■ **Job**
Could you transcribe the material below exactly, without leaving out a single line?

■ **Excerpted records**
☆ ☆ ☆ ☆ ☆ ☆ ☆

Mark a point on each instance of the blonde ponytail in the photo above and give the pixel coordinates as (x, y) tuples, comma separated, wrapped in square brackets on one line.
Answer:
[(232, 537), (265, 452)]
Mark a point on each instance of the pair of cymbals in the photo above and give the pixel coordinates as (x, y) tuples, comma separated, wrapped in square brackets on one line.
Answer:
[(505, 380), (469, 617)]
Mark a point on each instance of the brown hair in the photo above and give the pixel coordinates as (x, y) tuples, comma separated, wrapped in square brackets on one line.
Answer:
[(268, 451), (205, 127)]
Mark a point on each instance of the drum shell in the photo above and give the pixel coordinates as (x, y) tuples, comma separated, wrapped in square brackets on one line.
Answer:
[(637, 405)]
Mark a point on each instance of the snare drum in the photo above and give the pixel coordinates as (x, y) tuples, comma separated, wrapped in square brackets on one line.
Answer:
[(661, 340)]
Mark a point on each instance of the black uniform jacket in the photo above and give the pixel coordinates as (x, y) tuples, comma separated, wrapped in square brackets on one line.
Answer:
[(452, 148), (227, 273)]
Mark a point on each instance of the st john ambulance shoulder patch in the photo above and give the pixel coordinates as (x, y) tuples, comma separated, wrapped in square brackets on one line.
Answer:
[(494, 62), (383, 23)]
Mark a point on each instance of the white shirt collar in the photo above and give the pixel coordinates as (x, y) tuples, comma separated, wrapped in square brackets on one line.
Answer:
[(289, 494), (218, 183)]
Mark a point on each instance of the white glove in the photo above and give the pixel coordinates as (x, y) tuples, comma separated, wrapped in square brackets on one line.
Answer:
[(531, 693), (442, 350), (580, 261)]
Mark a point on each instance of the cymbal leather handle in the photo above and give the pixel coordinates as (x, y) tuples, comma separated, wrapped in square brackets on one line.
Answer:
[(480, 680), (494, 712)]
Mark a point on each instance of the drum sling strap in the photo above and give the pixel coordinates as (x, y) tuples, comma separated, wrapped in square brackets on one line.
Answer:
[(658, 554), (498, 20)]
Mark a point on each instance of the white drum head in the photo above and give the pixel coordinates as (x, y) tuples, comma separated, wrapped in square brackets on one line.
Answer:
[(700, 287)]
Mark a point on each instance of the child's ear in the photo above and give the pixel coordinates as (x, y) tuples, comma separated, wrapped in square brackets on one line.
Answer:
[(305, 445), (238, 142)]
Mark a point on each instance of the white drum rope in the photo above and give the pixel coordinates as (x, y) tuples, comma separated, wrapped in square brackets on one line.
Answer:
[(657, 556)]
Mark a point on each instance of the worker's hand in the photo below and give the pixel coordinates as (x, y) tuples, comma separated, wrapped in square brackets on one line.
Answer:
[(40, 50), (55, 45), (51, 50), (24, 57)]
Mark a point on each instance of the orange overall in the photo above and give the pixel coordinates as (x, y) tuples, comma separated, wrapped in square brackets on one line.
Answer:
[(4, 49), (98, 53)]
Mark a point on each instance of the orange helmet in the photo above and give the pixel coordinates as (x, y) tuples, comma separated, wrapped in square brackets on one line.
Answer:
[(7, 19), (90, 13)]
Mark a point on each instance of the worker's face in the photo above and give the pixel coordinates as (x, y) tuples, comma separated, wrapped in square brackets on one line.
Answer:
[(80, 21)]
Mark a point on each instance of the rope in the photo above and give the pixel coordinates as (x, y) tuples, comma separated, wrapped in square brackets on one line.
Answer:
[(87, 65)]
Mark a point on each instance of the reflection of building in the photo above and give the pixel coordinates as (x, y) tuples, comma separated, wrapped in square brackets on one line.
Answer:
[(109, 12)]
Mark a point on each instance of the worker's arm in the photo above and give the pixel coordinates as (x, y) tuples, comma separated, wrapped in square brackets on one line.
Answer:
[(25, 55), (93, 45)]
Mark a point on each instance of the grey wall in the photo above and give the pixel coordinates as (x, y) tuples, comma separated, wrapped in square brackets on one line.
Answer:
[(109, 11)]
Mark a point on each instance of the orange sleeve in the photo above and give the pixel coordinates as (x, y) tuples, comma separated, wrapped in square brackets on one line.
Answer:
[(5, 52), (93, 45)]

☆ ☆ ☆ ☆ ☆ ☆ ☆

■ **Correct answer**
Mark a point on each instance of the blonde ponytail in the photo above and give the pixel coordinates as (x, y) tuples, comma separated, wrapped in square brackets on one line.
Answer:
[(232, 537), (265, 452)]
Mark a point on each instance of the pair of cymbals in the photo above and give the pixel coordinates as (x, y) tuples, comma separated, wrapped in square brackets on one line.
Answer:
[(505, 380), (469, 617)]
Mark a point on each instance of the brown hair in the photo above and give the pixel coordinates as (x, y) tuples, comma separated, wrapped in square brackets on one line.
Answer:
[(268, 451), (205, 127)]
Mark a point on each instance of the drum shell in the photo above and give the pixel coordinates as (x, y) tuples, comma separated, wrapped in square brackets on one line.
Answer:
[(637, 405)]
Mark a point on each instance of the snare drum in the photo above and give the pixel coordinates as (x, y) tuples, comma separated, wrapped in square brackets on one line.
Answer:
[(661, 340)]
Mark a point on each instance of the black uniform jacket in the photo above and give the pixel coordinates as (x, y) tuples, comma separated, wrapped in square brackets on one line.
Answer:
[(452, 148), (227, 273)]
Mark a point on each instance of the st john ambulance shoulder patch in the photo above and give the pixel coordinates as (x, y) tuples, comma separated, wrapped in square brackets on one line.
Answer:
[(494, 62), (383, 23)]
Mark a point on each instance of the white shirt collar in the photo above and give the pixel coordinates as (x, y) tuples, comma separated, wrapped in square brackets on one line.
Answer:
[(289, 494), (218, 183)]
Mark a point on each instance of the white glove in the photo above and give the pixel coordinates as (x, y) tuples, comma separated, wrapped in square brackets on one line.
Answer:
[(531, 693), (442, 350), (580, 261)]
Mark a point on each instance of the cymbal leather handle in the photo above and give the pixel coordinates as (x, y) tuples, comma separated, wrapped in square brackets on one line.
Answer:
[(480, 680), (494, 712)]
Mark a point on each instance of the drum sling strap in the photo above and give the pixel coordinates as (x, y) tuples, comma separated, wrapped in square brackets on one line.
Answer:
[(658, 554), (498, 20)]
Mark a point on each instance of the white drum head in the photo above and give the pixel coordinates as (x, y) tuples, comma separated, wrapped in square brackets on one line.
Answer:
[(700, 287)]
Mark a point on each instance of the child's ear in the photo above and give the pixel coordinates as (x, y) tuples, comma separated, wrapped in square brackets on one line.
Answer:
[(305, 445), (238, 142)]
Mark a point on each instance of the white drum rope in the photo above and give the pixel coordinates as (x, y) tuples, comma separated, wrapped in square brackets on one line.
Answer:
[(657, 556)]
Mark a point on each instance of the worker's hand in the photo below and give the pixel coordinates as (x, y) tuples, comma separated, wrapped in square brackets on one line.
Answer:
[(40, 50), (55, 45), (51, 50), (24, 57)]
Mark a point on each instance of the orange overall in the photo above and give the pixel coordinates as (x, y) tuples, comma separated, wrapped in square brackets on one line.
Answer:
[(4, 49), (98, 53)]
Mark a point on each instance of the orange helmet in the photo above and give the pixel coordinates as (x, y) tuples, comma separated, wrapped in square brackets on one line.
Answer:
[(7, 19), (90, 13)]
Mark a point on each instance of the worker's face in the photo above and give the pixel coordinates as (x, y) tuples, comma separated, wrapped in square brackets on one line.
Answer:
[(80, 21)]
Mark a point on each instance of the rope in the photo above and give the pixel coordinates as (x, y) tuples, comma separated, wrapped in square brackets on one line.
Answer:
[(87, 65)]
Mark a point on each instance of the reflection of building in the photo above and give the pixel coordinates as (x, y) tuples, comma separated, wrapped in square brackets on one line.
Answer:
[(109, 12)]
Mark a point on each instance of the worker's arm in the photo above and give the pixel coordinates as (x, y) tuples, comma separated, wrapped in square brackets on one line.
Answer:
[(25, 55), (93, 45)]
Mark a point on each instance of the grey wall in the photo above and give the pixel coordinates as (x, y) tuples, comma separated, wrapped in square brackets on one line.
Answer:
[(109, 11)]
Mark a point on each instance of the orange sleeve in the photo above and give the pixel coordinates as (x, y) tuples, comma separated, wrapped in square brackets on one line.
Answer:
[(5, 52), (93, 45)]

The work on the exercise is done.